The entries that follow should be written out exactly.

======== INPUT DATA ========

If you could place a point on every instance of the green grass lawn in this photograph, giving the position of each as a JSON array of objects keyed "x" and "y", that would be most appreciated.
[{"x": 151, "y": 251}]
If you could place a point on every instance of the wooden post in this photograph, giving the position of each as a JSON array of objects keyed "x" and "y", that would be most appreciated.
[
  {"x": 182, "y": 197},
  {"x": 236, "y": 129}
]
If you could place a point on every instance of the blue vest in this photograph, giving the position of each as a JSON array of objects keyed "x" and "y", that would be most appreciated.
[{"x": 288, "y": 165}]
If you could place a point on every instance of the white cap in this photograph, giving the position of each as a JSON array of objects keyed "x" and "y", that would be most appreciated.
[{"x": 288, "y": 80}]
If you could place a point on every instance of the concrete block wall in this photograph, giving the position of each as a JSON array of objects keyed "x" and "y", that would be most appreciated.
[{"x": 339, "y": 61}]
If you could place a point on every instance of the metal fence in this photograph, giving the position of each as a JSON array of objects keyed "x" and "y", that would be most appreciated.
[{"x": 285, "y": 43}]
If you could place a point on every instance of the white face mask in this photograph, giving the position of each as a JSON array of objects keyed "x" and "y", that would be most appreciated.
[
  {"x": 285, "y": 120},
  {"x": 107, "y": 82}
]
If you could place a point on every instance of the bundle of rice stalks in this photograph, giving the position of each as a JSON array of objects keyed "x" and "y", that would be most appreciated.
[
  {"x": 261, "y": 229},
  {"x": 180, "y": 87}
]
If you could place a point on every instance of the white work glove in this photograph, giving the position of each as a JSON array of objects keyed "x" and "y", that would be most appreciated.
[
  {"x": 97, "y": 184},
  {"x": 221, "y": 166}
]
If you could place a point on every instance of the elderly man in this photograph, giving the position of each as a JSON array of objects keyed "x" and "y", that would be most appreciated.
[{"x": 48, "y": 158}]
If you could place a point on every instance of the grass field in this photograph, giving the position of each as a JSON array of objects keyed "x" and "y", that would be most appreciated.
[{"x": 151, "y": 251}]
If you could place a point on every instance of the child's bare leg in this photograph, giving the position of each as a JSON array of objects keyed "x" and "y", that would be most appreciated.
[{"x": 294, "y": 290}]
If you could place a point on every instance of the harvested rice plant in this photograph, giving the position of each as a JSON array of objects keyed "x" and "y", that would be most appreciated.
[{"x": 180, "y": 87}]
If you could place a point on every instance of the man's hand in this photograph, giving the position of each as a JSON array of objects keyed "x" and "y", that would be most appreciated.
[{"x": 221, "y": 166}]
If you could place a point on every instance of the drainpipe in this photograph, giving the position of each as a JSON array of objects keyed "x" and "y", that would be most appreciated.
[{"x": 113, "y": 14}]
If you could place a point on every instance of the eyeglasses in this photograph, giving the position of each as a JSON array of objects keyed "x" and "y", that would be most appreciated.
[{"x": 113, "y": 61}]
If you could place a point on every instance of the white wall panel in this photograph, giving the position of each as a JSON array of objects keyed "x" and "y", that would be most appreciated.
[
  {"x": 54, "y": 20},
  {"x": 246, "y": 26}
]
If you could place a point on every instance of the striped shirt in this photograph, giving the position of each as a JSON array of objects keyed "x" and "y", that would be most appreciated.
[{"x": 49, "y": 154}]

========

▶ PROBLEM SOLUTION:
If you could place a point on every instance of the green grass lawn in this photograph, giving the position of each as a JSON array of objects keyed "x" and "y", that would be most appreciated.
[{"x": 151, "y": 251}]
If you could place a point on every instance of the wooden post in this photograph, giving the position of each as a JSON array of objects keyed "x" and "y", that would be most appreciated.
[
  {"x": 182, "y": 197},
  {"x": 236, "y": 129}
]
If you could place a point on every instance of the blue vest in this photograph, giving the position of each as a JSON array of objects keyed "x" and "y", that would be most appreciated.
[{"x": 288, "y": 165}]
If you could place a point on every instance of the white cap in this photograph, giving the position of each as a JSON array of objects keyed "x" and "y", that would be most appreciated.
[{"x": 288, "y": 80}]
If you could place a point on every instance of the concrete block wall in this photograph, giving the position of each as a JSON array of objects keyed "x" and "y", that would be most appreciated.
[{"x": 339, "y": 61}]
If you could place a point on every instance of the metal fence in this photograph, giving the position of each as a JSON array of objects keyed "x" and "y", that would be most appreciated.
[{"x": 285, "y": 43}]
If you could place a point on every instance of the white face mask in this photograph, giving the position of each as a JSON array of objects keyed "x" and "y", that would be most appreciated.
[
  {"x": 285, "y": 120},
  {"x": 107, "y": 82}
]
If you could place a point on every instance of the bundle of rice stalks in this photograph, giving the position of each as a JSON array of objects keyed "x" and "y", that would be most appreciated.
[
  {"x": 261, "y": 229},
  {"x": 180, "y": 87}
]
If you could place a point on every instance of the white work glove in this photograph, giving the position of each as a JSON array of objects keyed "x" and "y", that would be most appreciated.
[
  {"x": 97, "y": 184},
  {"x": 221, "y": 166}
]
If you could place a point on every instance of the elderly man in this photograph, giving the position of each as a JSON array of objects keyed "x" and "y", that would be most appreciated.
[{"x": 48, "y": 158}]
If you could place a point on every instance of the grass field in this photograph, giving the position of each as a JSON array of objects keyed "x" and "y", that would be most appreciated.
[{"x": 151, "y": 251}]
If you could place a point on every instance of the child's bare leg in this photograph, giving the position of each as a JSON array of objects keyed "x" and "y", that would be most appreciated.
[{"x": 294, "y": 290}]
If you could place a point on every instance of the harvested rice plant in this photograph, giving the position of each as a JSON array of objects keyed "x" and "y", that would be most appreciated.
[{"x": 180, "y": 87}]
If you could place a point on every instance of the man's hand in this photograph, giving the position of each as a JSON array of objects keyed "x" and "y", that would be most appreciated.
[{"x": 221, "y": 166}]
If you could place a point on every instance of the drainpipe in this photograph, giving the position of each as a JSON array of objects keyed "x" and "y", that would be most appreciated.
[{"x": 113, "y": 14}]
If you could place a point on every instance of the eyeglasses in this photograph, giving the position of each as a JSON array of objects keyed "x" and "y", that would be most appreciated.
[{"x": 113, "y": 61}]
If you could place a point on every instance of the white wall panel in this photograph, giving the position of each as a JSON array of objects keyed "x" and "y", that would be most appreciated.
[
  {"x": 54, "y": 20},
  {"x": 246, "y": 26}
]
If you could place a point on every instance of the striped shirt in this photograph, giving the position of each as a JSON array of objects keyed "x" and "y", that would be most appreciated.
[{"x": 49, "y": 154}]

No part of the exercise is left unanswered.